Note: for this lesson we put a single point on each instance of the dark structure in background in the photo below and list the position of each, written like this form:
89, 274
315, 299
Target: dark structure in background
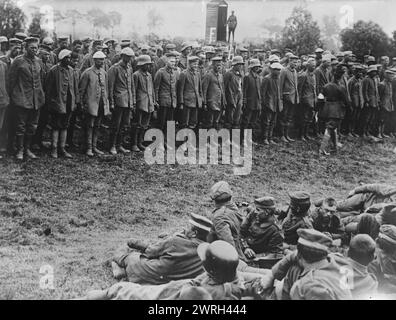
216, 21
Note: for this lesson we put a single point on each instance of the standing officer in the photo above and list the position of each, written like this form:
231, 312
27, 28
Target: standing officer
61, 92
165, 92
289, 96
233, 93
27, 96
271, 102
251, 95
307, 94
190, 94
145, 101
213, 94
371, 100
94, 97
122, 99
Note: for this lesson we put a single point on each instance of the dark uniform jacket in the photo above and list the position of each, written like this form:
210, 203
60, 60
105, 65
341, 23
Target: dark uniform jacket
26, 89
251, 92
307, 89
370, 92
61, 83
261, 237
121, 85
233, 88
213, 91
227, 222
165, 83
144, 91
289, 86
174, 258
270, 93
190, 89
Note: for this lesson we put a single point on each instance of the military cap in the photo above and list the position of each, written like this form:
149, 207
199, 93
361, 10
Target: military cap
192, 58
20, 35
329, 204
200, 222
237, 60
217, 58
372, 69
273, 51
254, 63
265, 202
125, 43
170, 46
48, 41
144, 59
220, 190
185, 45
128, 52
31, 40
388, 233
274, 58
314, 239
300, 197
276, 66
97, 42
99, 55
64, 53
15, 41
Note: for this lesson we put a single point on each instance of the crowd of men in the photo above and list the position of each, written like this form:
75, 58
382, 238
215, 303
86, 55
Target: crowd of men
57, 88
326, 249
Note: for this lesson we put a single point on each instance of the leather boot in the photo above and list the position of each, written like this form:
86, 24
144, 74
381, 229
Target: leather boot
63, 137
19, 142
141, 139
89, 152
113, 139
54, 142
134, 138
325, 142
28, 144
95, 142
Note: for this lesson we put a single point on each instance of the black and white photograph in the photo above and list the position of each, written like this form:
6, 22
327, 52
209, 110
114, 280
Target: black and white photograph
197, 150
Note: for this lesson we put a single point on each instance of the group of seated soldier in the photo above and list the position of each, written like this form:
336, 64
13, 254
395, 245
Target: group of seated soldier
265, 252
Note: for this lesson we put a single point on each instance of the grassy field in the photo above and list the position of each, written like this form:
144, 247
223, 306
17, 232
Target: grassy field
72, 214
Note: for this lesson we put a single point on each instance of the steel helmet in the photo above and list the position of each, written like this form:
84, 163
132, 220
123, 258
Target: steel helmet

——

→ YOUR GOAL: Copy every entry above exactly as it stands, but leave the pictures out.

→ SOLUTION:
Note: for this lesson we put a single point on each instance of the dark structure in background in the photo below and list the position of each, written like this form:
89, 274
315, 299
Target: dark structure in background
216, 21
Note: for this lesson we put a single point on each instance of the standing officer in the photo above and list the position of each, written like this form:
231, 312
27, 28
Target: standing officer
61, 92
165, 92
289, 96
233, 93
27, 96
271, 102
251, 95
307, 94
190, 94
145, 101
213, 94
371, 100
94, 97
122, 99
Note: for this lesson we put a single point on each instance of the dark uniform jacket in the photo above and list the position of each, written like this form:
210, 203
60, 60
105, 65
341, 23
Target: dark uniform jacket
26, 89
251, 92
307, 89
370, 92
61, 83
261, 237
121, 85
233, 88
213, 91
227, 222
165, 83
144, 91
289, 86
174, 258
270, 93
190, 89
Note: for this lesson we put a single point on each instance of the military cap in the photo above and list the position of each, written like this form:
149, 207
199, 93
361, 10
Target: military cap
192, 58
20, 35
329, 204
200, 222
237, 60
217, 58
372, 69
273, 51
254, 63
265, 202
125, 43
170, 46
48, 41
144, 59
220, 190
185, 45
128, 52
31, 40
388, 233
274, 58
314, 239
300, 197
276, 66
97, 42
99, 55
64, 53
15, 41
Note: for this lesson we put a single point on each instance of the crowd of men in the photo above and list the position of each, written like this form:
75, 58
382, 238
215, 303
86, 55
Target: crowd of men
57, 88
326, 249
Note: for this lesson we put a single point on each instance of the leather boot in the photo above and list the position of each, written like this form:
86, 24
144, 74
381, 229
Target: leather boot
63, 137
19, 142
141, 139
89, 152
113, 139
54, 142
134, 138
325, 142
28, 144
95, 142
Note: for this lesson we put a single point on each instance of the black and white photograph in the photo above and list the position of each, written like this form:
6, 22
327, 52
209, 110
114, 280
Target: black and white photograph
197, 150
Note: for this lesson we put a single point on each instance of the group of seated soldier in the photo above and list the position of each, written like this form:
336, 64
13, 254
395, 245
Target: group of seated soldier
265, 252
Note: for this lesson we put a single point on each instance of the grassy field in the photo above and list the position of each, written like this form:
144, 247
223, 306
17, 232
Target: grassy field
72, 214
Note: for this lesson we put a single point on each instance of the steel helmet in the photo above and list the position of each, written like this form:
84, 163
132, 220
123, 258
Target: steel helmet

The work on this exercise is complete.